> [Your instructions]:
In the listing below, every line with the word "provide" needs to be copied.
*** Information shown Section Begins ***
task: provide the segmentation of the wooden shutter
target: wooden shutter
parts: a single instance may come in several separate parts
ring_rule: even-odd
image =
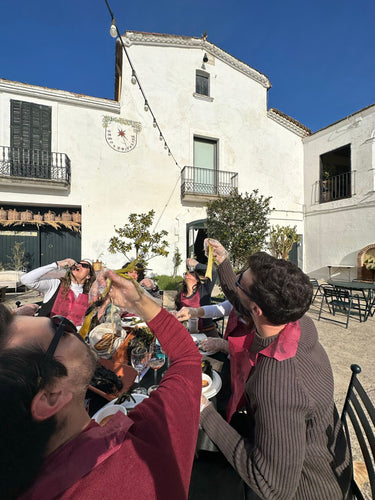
*** Information shown Section Ends ***
*** Information shown Section Begins ***
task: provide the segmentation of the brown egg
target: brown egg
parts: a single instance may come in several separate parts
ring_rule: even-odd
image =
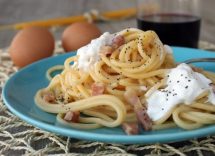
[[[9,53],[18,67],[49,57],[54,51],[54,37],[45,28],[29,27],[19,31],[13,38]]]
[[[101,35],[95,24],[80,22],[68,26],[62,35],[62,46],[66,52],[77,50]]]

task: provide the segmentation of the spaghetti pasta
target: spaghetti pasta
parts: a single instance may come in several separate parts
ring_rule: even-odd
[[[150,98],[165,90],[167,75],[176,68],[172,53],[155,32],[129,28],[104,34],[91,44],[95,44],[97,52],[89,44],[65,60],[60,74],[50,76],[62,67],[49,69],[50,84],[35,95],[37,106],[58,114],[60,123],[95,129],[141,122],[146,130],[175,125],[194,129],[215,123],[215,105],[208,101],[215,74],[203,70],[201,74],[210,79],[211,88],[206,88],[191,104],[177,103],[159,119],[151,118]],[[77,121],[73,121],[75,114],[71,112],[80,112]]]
*** Information shown Section Ends ***
> [Exercise response]:
task: provide the segmentation of the wooden shutter
task: provide the segmentation of the brown egg
task: provide the segmentation of the spaghetti pasta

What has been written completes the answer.